The exercise: Reproduce every line of the entries below, requests included, but multiply each point coordinate in the answers by 0.45 and round it to a whole number, with halves rounded up.

Dataset rows:
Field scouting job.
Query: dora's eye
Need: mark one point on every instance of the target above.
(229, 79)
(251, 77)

Answer to this exercise:
Field scouting job.
Query: dora's eye
Need: mark one point on every instance of the target above.
(103, 36)
(113, 35)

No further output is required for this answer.